An exact copy of the records is required, minus the pictures they hold.

—————

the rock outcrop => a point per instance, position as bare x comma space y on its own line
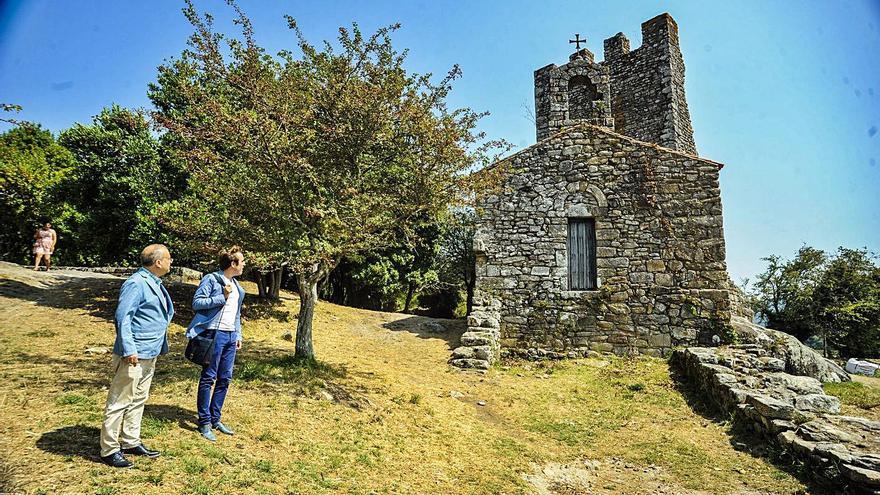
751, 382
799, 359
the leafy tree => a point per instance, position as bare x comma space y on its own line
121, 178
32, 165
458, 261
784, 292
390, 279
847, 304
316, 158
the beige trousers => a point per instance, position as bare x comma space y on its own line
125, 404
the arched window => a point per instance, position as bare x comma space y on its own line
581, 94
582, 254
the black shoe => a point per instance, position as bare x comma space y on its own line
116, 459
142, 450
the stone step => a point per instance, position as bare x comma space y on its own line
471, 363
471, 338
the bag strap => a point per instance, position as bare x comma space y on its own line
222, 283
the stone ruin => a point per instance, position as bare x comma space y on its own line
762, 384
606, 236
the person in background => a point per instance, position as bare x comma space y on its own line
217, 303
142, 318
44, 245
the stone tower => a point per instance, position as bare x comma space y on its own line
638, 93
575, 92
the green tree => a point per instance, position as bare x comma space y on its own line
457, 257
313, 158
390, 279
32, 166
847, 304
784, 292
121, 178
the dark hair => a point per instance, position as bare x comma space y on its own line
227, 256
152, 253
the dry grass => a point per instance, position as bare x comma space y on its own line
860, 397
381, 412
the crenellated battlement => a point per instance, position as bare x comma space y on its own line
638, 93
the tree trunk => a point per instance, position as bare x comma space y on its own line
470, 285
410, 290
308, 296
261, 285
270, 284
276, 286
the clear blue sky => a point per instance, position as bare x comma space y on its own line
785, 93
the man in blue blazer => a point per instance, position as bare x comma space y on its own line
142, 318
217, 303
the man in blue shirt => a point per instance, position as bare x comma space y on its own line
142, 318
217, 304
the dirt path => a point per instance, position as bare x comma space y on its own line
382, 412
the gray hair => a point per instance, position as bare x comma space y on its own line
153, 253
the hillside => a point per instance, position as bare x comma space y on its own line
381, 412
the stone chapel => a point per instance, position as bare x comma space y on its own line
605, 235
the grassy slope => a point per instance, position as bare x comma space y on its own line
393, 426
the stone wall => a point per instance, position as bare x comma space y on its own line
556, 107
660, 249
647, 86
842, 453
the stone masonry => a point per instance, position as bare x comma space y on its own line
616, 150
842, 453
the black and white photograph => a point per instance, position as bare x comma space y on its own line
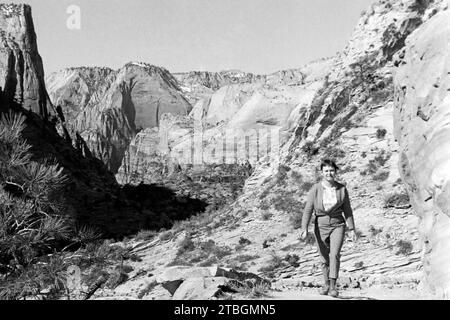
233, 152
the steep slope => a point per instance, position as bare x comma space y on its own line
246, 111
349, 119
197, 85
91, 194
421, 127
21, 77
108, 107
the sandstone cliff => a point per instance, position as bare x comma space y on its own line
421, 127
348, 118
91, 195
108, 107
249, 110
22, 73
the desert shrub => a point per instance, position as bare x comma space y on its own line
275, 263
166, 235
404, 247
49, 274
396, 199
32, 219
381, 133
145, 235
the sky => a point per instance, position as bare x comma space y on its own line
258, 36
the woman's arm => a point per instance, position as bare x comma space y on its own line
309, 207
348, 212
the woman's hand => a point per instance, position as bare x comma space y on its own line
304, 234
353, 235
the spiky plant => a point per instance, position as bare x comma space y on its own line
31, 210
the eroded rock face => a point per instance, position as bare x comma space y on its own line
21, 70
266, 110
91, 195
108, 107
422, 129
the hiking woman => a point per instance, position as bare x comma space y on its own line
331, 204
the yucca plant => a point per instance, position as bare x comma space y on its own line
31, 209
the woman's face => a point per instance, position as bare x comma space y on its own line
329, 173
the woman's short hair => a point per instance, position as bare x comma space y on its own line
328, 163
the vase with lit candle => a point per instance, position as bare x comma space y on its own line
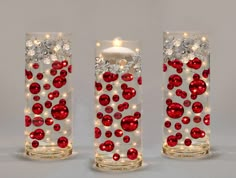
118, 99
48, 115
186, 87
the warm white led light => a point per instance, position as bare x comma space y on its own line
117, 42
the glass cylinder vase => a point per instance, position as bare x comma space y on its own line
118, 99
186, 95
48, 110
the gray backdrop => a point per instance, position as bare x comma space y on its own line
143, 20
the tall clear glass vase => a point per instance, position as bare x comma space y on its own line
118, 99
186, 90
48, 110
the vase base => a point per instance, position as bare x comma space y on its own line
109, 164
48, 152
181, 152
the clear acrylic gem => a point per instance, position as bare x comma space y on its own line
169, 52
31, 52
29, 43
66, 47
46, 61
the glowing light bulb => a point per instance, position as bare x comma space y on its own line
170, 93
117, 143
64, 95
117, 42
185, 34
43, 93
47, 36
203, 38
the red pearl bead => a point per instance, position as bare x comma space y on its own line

—————

Exercise result >>
the rock outcrop => a point per instance, position as bare x comma space y on its own line
751, 382
799, 359
the leafy tree => a point per instance, position as bare x comma space y on its own line
121, 178
32, 165
458, 261
784, 292
390, 279
847, 304
316, 158
the beige trousers => a point per instance, position as bare x comma space y on its own line
125, 404
the arched window => a point per instance, position as bare x comma space y on its own line
581, 94
582, 254
the black shoe => a point per instance, position as bare x comma space y on its own line
116, 459
142, 450
the stone step => a point per instance, position as bare x comma space y on its own line
471, 363
471, 338
the bag strap => a point per instance, position as bare x comma space y on its own line
222, 283
the stone ruin => a point per instance, position as bare x comma space y on its own line
762, 384
606, 236
the person in background => a point per instance, position as bare x comma space y on its own line
217, 303
142, 318
44, 245
the stone tower => a point per instance, position as bare x comma space y on its own line
638, 93
575, 92
the green tree => a point per instance, position as bare x comma space y on its own line
457, 257
313, 158
390, 279
32, 166
847, 304
784, 292
121, 178
the dark hair => a point per instance, position as bare x comma space y on its own line
227, 256
152, 253
the dry grass => a point per instance, position as bare x comma space y on its own line
860, 397
381, 412
the crenellated battlement => a point per instance, position as bare x comma space y on its own line
638, 93
the tree trunk => a point per instance, position as bare x comma space y on its own line
470, 285
410, 290
308, 296
261, 285
270, 284
276, 286
the clear blue sky => a point per instance, position as bare x comma space y on its own line
785, 93
the man in blue blazer => a point per instance, position as bare x comma space y on its own line
142, 318
217, 303
the man in blue shirt => a point per instance, position as bare x comma space y on its own line
142, 318
217, 304
the dirt path => a point per instance, position as bare x comma space y on its own line
382, 412
the gray hair => a point per instance, position as bare x comma space y on its own line
153, 253
the hillside => a point per instance, position as bare x comma space y on its own line
381, 412
the stone chapel => a point per instance, position as bare x comma space y on its own line
605, 235
the grassy slope => a point per instance, position as bare x comma space y on its own line
393, 426
the stone wall => a point per instance, position as bare x comma space y on its own line
556, 107
660, 249
647, 86
842, 453
the stone masonry => a point per instance, position as bare x comma space y on its own line
616, 150
842, 453
the black and white photograph => a point per instance, position as bare x comma space y on its own line
233, 152
the steep slope => a point per instance, position as bare x comma space y on its own line
246, 111
349, 119
197, 85
91, 194
421, 127
21, 77
108, 107
the sandstone cliff => a point per instance, position as bare x comma space y on its own line
421, 127
348, 118
91, 195
108, 107
249, 110
22, 73
the desert shrub => a point per instance, position as bare x comma space y on its own line
275, 263
166, 235
404, 247
49, 274
396, 199
32, 219
381, 133
145, 235
the sky => a point per instance, position as bare x comma space y on its own line
258, 36
the woman's arm => a point per instance, position as bare x comma space y on its own line
309, 207
348, 212
the woman's hand => a point per instance, position as bare x comma space y on its own line
304, 234
353, 235
the spiky plant => a point per instance, position as bare x comma space y on its own line
31, 210
the eroded rock face => a point per instance, position as bare x comma space y on its own line
21, 70
266, 110
91, 195
108, 107
422, 129
the hiking woman => a point per instance, position as bare x comma space y on its own line
331, 204
the yucca plant => a point per instance, position as bare x comma space y on its own line
31, 209
the woman's face => a point per instance, position as bare x comma space y on its own line
329, 173
the woman's short hair => a point per instance, position as bare x comma space y on its own line
328, 163
the vase with lit candle => a point per instance, position as bare x comma space y on its own line
118, 99
48, 115
186, 87
the warm white led light => a point per instance, position as bare x comma space y on its own line
117, 42
the glass cylinder vase => a point per instance, position as bare x comma space y on its own line
118, 99
186, 95
48, 110
the gray backdrop => a point per instance, position as bare x comma space y on its own line
143, 20
the tall clear glass vase => a point per instance, position as bare x comma space y on its own line
118, 99
186, 90
48, 110
the vase base => a point per instance, position as bare x comma space y on its own line
109, 164
48, 152
181, 152
the clear acrylic gem => a point per instance, position as bare x comma space y on its own line
169, 52
31, 52
29, 43
66, 47
46, 61
the glowing light bulb => a point per instance, position as bare x comma space y on its own line
170, 93
117, 143
64, 95
117, 42
185, 34
43, 93
47, 36
203, 38
the red pearl bead => a point per instance, position as bare x comma space y on its own line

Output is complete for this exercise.